WORK TO BE COMPLETED
Nothing but the data itself, reproduced exactly, is the expected answer.

(Collected data)
——

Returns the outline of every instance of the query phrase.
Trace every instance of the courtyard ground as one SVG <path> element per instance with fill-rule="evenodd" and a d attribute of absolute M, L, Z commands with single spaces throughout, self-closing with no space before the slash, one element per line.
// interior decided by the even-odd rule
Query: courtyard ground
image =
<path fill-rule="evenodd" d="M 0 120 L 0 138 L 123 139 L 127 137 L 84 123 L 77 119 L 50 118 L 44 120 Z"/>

——

FINISHED TASK
Returns the outline of every instance of the query phrase.
Trace every instance of the courtyard ground as one SVG <path> element per instance with fill-rule="evenodd" and a d attribute of absolute M, L, Z commands with single spaces throughout, self-closing with no space before the slash, one element per line.
// interior decided by the even-odd rule
Query: courtyard ground
image =
<path fill-rule="evenodd" d="M 0 120 L 0 138 L 123 139 L 127 137 L 84 123 L 77 119 L 50 118 L 44 120 Z"/>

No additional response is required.